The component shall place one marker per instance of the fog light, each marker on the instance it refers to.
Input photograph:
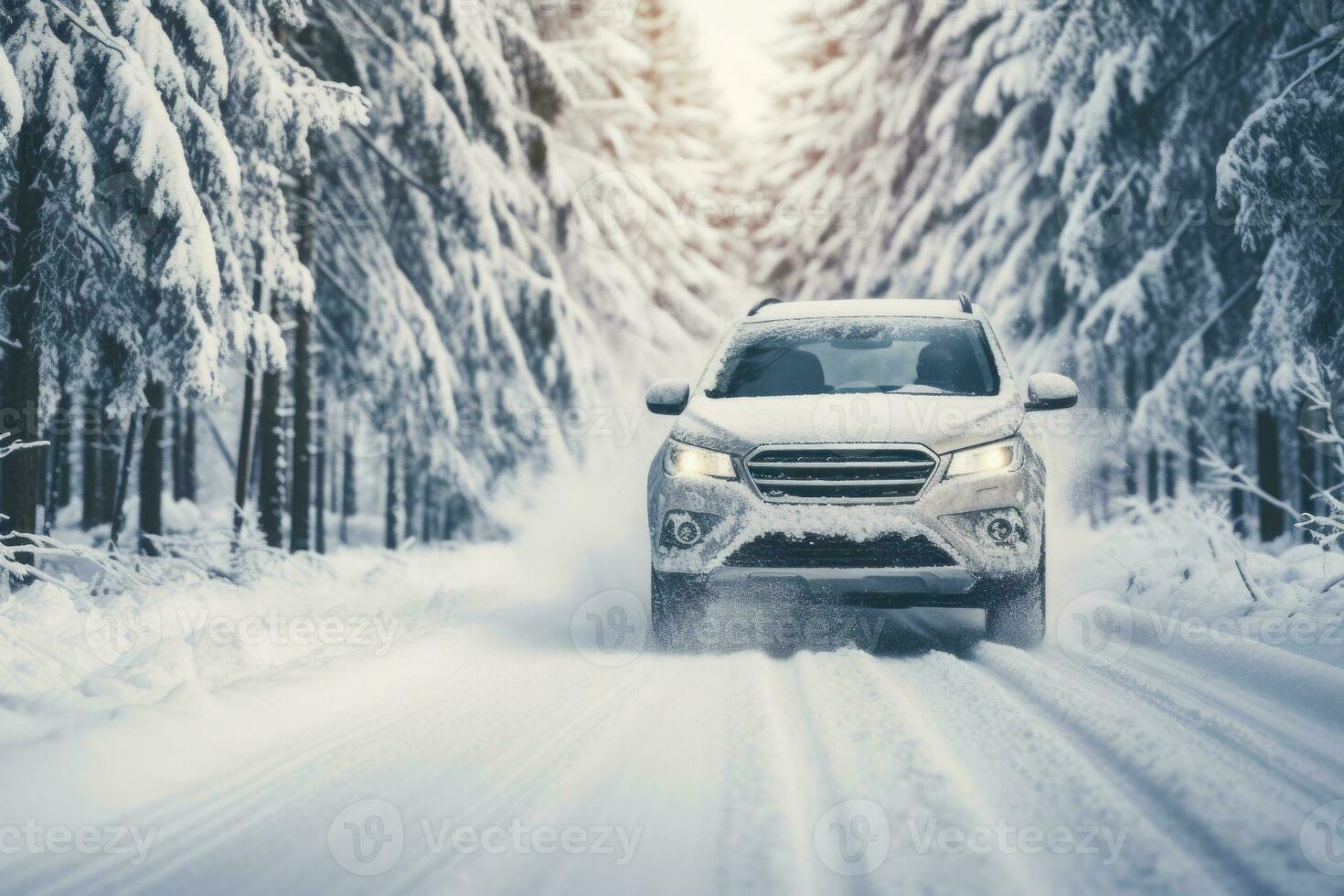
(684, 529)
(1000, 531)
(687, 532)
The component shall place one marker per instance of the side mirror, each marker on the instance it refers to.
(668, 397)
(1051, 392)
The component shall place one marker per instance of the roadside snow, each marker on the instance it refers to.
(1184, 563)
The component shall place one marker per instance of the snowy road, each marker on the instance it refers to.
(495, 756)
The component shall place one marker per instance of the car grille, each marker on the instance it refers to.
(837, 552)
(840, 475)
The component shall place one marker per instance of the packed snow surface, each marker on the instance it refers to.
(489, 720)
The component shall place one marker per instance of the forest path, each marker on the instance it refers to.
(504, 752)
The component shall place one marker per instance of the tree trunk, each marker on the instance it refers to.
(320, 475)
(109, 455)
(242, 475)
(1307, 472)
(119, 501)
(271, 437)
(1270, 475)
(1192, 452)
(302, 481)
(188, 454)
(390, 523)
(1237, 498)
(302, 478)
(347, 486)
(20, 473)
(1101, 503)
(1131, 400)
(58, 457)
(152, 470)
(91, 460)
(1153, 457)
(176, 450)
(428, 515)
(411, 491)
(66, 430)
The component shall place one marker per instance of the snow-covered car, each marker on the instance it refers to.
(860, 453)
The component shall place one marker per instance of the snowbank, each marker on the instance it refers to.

───

Recast every line of the listing above as a Markdown table with the columns Row and Line, numbering the rows in order. Skip blank lines and leave the picture out.

| Row | Line |
|---|---|
| 1 | The component shall place one marker per instance of the fog light, each marker on the instance it refers to. |
| 2 | Input photograph: |
| 3 | (684, 529) |
| 4 | (1000, 531) |
| 5 | (687, 532) |
| 6 | The component shall place one marker per instance of the side mirror, each marker on the instance it refers to. |
| 7 | (668, 397) |
| 8 | (1051, 392) |
| 9 | The component shall place one marker per instance of the roadside snow, each marker on the instance it refers to. |
| 10 | (1184, 563) |
| 11 | The component shall place one marker per instance of the snowy road, each marker on the instance it refers to. |
| 12 | (495, 756) |
| 13 | The component shall place one marker per instance of the car grille, each marker on the instance it refers to. |
| 14 | (837, 552) |
| 15 | (840, 475) |
| 16 | The component shall place one marker per instance of the packed snow surface, each marker on the instance it refers to. |
| 17 | (489, 720) |
| 18 | The component shall place one marker per instance of the forest path, each marker on the instance it refers to. |
| 19 | (504, 752) |
| 20 | The component shall place one marker per instance of the tree trunk, each marker on the instance it refers to. |
| 21 | (320, 475) |
| 22 | (109, 455) |
| 23 | (242, 475) |
| 24 | (1307, 472) |
| 25 | (119, 501) |
| 26 | (271, 437) |
| 27 | (1270, 475) |
| 28 | (1192, 452) |
| 29 | (302, 481) |
| 30 | (188, 454) |
| 31 | (390, 523) |
| 32 | (1237, 498) |
| 33 | (302, 478) |
| 34 | (347, 486) |
| 35 | (20, 473) |
| 36 | (1101, 503) |
| 37 | (1131, 400) |
| 38 | (58, 457) |
| 39 | (152, 470) |
| 40 | (91, 460) |
| 41 | (1153, 457) |
| 42 | (176, 450) |
| 43 | (428, 515) |
| 44 | (411, 491) |
| 45 | (66, 430) |
| 46 | The component shall place one marker per instance of the snow-covered car, each marker on the instance it refers to. |
| 47 | (860, 453) |
| 48 | The component shall place one marker per instance of the snowbank, each marker on the instance it refers to. |